• PROBLEM:
Check each line of the entries below for the string "shoulder"; copy every line where it appears.
** Opening LISTED ENTRIES block **
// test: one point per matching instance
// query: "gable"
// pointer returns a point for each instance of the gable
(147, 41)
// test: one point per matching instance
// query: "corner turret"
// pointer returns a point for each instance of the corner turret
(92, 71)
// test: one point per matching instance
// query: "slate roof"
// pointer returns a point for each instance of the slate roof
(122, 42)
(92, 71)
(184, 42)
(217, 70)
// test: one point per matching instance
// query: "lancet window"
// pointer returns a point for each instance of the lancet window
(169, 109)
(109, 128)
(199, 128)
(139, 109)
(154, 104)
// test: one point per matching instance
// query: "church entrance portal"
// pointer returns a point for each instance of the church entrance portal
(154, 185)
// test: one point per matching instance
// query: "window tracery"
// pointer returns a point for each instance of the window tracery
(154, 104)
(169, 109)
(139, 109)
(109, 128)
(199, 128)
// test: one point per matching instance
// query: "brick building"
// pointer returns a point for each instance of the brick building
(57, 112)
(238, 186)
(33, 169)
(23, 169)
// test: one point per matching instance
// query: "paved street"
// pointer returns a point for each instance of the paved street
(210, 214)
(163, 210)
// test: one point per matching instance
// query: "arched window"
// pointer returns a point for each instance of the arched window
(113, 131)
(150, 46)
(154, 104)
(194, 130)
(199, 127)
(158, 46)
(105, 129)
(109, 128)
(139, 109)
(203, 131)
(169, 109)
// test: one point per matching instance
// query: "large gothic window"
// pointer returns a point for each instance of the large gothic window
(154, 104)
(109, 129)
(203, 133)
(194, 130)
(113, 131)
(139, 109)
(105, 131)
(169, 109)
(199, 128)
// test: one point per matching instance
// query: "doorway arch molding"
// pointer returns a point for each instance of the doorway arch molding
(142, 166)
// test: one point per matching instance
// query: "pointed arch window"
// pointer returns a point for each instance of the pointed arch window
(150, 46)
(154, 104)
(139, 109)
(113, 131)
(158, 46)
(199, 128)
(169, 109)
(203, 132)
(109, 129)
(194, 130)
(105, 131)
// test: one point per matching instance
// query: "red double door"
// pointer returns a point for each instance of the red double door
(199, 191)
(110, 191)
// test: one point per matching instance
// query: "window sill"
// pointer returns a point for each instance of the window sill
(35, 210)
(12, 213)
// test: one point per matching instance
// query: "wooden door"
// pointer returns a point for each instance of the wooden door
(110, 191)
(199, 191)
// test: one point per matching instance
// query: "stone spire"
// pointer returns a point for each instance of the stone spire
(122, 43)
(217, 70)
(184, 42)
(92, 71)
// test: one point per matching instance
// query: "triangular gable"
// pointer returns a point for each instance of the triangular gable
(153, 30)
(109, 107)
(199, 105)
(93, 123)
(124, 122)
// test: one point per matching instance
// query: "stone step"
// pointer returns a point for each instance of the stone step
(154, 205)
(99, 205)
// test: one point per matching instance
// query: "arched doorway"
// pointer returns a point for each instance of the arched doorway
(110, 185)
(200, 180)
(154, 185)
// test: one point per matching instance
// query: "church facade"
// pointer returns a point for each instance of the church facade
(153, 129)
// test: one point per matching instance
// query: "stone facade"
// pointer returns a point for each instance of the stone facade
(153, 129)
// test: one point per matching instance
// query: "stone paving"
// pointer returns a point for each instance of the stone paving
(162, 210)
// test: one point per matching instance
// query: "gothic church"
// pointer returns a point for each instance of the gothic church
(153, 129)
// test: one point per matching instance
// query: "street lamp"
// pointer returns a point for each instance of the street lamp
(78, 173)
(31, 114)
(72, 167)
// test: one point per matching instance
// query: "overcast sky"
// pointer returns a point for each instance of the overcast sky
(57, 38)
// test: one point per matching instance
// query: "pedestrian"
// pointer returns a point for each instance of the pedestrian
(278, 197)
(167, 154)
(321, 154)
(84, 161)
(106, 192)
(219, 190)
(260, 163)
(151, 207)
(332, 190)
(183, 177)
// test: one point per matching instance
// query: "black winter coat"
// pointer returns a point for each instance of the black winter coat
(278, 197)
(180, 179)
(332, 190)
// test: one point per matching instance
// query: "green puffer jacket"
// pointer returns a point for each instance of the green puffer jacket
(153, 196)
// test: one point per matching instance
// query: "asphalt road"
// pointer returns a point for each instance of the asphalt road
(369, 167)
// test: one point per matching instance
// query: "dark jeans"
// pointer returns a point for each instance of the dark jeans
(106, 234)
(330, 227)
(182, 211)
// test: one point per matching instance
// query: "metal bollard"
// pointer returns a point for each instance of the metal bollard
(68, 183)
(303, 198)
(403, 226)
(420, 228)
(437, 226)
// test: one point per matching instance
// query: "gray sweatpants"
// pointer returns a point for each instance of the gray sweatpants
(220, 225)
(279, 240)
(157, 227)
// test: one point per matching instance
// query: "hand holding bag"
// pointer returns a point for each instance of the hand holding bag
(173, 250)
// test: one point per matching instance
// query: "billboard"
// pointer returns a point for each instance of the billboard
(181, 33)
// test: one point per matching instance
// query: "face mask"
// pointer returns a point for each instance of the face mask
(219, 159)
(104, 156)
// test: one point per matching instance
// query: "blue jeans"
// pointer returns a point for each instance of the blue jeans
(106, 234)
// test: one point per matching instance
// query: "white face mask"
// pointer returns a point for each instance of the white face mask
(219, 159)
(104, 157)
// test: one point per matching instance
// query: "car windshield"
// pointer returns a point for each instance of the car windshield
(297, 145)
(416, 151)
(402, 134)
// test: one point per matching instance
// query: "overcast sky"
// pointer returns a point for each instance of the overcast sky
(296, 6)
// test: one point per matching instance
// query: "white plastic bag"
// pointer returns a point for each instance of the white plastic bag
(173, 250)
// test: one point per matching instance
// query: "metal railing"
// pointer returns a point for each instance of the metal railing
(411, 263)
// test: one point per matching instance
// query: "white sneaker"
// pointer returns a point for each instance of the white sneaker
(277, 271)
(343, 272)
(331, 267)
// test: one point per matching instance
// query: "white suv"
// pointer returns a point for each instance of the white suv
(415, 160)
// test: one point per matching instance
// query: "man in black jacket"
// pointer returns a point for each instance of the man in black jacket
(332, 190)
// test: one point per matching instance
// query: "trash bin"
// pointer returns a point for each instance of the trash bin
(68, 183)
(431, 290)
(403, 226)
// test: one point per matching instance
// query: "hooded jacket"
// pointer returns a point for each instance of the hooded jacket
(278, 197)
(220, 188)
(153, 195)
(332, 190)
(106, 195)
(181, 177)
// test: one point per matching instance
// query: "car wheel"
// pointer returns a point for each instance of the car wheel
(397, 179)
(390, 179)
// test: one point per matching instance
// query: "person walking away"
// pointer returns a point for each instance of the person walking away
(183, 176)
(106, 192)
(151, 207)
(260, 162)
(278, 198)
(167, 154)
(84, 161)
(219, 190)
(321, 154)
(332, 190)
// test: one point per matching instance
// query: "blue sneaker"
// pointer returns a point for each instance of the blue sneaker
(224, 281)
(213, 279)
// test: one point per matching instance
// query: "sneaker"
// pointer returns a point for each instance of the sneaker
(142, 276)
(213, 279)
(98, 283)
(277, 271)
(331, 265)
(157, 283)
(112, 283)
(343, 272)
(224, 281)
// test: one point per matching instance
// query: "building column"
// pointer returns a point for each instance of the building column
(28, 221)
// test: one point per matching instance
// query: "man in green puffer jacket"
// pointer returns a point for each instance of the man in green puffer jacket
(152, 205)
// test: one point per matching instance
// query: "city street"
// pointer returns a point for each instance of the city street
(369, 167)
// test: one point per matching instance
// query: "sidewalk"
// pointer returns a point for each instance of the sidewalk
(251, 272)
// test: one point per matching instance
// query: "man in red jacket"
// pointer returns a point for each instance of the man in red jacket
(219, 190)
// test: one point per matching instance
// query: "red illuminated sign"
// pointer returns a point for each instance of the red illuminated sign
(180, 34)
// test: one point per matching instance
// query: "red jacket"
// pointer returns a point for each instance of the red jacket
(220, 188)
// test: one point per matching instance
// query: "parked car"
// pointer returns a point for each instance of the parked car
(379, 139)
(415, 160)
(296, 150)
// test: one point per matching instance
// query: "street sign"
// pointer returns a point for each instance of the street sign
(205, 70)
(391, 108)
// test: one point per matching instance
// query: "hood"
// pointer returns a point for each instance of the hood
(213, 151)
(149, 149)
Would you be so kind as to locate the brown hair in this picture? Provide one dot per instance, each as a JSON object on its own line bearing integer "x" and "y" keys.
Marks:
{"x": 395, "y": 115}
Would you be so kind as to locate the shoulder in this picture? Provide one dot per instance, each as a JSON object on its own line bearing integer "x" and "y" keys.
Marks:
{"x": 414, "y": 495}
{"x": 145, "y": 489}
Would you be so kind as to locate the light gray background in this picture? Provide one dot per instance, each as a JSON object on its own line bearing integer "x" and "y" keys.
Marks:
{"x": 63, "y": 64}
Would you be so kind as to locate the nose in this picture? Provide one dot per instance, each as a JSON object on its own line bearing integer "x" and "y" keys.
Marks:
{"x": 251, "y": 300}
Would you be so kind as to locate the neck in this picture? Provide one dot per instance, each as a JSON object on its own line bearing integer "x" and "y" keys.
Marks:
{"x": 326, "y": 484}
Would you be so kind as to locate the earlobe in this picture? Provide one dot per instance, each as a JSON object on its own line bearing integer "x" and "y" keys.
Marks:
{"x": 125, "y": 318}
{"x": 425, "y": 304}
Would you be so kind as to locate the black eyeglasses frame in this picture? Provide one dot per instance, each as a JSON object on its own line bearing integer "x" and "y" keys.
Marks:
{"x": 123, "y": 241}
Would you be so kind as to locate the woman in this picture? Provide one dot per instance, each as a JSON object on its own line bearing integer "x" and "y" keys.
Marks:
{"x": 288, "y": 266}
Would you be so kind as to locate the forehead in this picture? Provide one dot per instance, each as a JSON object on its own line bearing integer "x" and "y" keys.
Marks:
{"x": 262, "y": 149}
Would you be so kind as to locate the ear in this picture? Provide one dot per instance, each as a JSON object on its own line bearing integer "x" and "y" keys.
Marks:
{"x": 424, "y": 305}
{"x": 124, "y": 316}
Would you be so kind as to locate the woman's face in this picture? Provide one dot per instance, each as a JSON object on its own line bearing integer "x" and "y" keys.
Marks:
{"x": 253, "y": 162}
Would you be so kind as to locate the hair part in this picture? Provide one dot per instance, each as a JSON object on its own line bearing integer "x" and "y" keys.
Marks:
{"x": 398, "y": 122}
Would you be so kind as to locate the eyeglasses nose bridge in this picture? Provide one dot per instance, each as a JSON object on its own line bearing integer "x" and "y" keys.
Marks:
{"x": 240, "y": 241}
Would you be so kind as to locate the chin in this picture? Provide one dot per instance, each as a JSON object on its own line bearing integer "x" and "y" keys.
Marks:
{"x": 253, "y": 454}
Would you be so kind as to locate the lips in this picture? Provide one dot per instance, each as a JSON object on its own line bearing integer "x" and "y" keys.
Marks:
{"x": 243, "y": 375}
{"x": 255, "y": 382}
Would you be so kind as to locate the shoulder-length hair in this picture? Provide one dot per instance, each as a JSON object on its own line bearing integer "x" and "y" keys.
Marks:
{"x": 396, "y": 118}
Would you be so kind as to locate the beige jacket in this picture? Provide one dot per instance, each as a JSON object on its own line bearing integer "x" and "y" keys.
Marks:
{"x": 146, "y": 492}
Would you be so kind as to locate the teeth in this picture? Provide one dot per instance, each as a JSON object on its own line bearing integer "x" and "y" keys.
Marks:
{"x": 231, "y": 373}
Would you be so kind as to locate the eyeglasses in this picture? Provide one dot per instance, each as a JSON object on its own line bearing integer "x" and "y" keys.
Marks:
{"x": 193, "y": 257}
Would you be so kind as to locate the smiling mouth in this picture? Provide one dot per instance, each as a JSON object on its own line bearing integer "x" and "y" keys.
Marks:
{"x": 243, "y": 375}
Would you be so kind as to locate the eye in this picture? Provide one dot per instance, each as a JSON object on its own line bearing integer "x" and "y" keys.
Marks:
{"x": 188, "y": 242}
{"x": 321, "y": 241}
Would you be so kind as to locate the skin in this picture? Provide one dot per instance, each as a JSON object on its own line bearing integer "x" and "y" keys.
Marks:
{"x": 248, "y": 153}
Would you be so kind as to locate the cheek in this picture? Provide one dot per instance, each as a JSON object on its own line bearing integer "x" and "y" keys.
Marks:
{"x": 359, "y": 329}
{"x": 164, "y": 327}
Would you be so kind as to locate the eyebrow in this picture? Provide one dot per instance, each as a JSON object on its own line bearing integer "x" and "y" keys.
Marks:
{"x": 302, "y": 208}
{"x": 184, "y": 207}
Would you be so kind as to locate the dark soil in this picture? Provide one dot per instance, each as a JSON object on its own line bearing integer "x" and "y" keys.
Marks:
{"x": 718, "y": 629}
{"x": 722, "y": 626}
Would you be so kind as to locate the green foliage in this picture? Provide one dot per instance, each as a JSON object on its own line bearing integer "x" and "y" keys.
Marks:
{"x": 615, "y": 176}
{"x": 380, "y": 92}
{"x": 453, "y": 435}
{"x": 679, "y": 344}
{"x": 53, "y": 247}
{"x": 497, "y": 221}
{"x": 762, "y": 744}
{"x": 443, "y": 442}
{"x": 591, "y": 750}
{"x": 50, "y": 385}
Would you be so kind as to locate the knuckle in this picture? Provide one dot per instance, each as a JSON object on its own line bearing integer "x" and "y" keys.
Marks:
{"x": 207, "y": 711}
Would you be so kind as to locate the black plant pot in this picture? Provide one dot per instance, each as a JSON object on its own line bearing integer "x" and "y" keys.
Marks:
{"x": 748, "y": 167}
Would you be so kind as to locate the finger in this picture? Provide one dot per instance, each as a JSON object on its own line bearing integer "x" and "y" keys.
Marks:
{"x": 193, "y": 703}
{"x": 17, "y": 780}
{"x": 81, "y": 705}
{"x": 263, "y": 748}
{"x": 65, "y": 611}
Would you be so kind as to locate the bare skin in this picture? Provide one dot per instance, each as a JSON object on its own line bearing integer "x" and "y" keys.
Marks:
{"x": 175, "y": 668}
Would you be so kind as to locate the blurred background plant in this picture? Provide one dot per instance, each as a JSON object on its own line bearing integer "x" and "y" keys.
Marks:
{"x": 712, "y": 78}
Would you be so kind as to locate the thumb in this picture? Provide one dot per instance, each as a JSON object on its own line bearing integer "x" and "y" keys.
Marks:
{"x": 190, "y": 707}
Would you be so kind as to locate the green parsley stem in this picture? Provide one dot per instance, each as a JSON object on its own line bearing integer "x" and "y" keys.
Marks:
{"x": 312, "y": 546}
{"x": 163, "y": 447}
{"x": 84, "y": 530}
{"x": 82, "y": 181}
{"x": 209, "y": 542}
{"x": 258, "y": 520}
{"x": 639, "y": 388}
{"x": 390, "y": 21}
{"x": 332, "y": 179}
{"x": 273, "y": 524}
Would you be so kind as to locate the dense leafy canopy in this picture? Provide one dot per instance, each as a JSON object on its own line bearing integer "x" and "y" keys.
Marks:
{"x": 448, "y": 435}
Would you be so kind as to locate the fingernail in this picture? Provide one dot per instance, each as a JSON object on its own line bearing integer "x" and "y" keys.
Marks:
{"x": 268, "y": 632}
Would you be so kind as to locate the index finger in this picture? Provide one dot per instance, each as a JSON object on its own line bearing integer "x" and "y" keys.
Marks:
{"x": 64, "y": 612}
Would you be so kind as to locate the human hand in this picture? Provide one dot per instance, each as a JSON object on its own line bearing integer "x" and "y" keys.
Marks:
** Closing LISTED ENTRIES block **
• OUTPUT FOR THIS EXERCISE:
Would you be so kind as to locate the shoulder in this picture? Provide one dot per instance, each as a JSON object on its own line bearing integer "x" and "y" keys.
Would you be so kind as to locate the shoulder-length hair in this picture? Provide one dot per instance, each as a JSON object on its own line bearing integer "x" and "y" keys.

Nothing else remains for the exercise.